- [What to produce]: In the material below, find each line holding the string "negative" and copy it.

- [Data provided]:
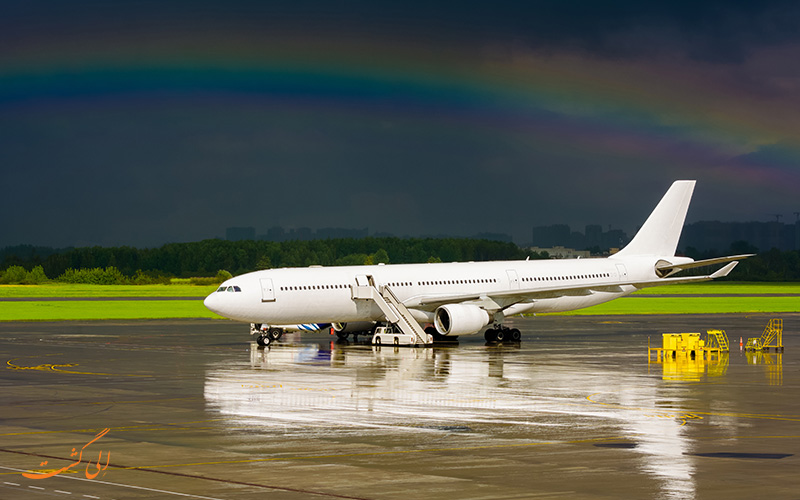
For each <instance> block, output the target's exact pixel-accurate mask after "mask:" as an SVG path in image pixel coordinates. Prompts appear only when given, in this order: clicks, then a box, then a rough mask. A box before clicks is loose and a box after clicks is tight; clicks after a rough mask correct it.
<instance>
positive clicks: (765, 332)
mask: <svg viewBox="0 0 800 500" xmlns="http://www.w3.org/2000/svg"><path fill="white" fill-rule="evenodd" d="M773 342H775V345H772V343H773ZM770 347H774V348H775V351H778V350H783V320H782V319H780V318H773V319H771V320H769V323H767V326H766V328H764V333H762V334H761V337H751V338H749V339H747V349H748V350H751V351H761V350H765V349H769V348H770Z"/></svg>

* * *

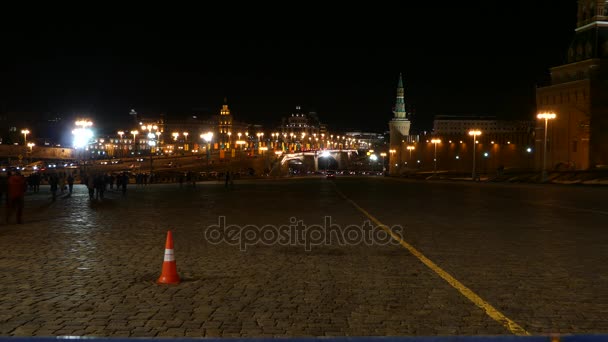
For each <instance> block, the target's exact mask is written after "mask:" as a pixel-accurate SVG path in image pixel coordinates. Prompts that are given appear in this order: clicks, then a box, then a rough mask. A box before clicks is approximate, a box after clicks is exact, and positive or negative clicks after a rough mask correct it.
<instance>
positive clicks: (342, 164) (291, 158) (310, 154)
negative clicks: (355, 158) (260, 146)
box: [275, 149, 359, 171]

- [Result of the task]:
For each <instance> block, the target's exact mask is written after "mask:" as a pixel-accurate SVG path in image pixel coordinates. Prompts that are given appear in this order: clicks, then a box, then a rough mask. A box before clicks is approximate, a box after clicks is exact, and positive or negative clicks after a rough mask correct it.
negative clicks: (355, 158) (260, 146)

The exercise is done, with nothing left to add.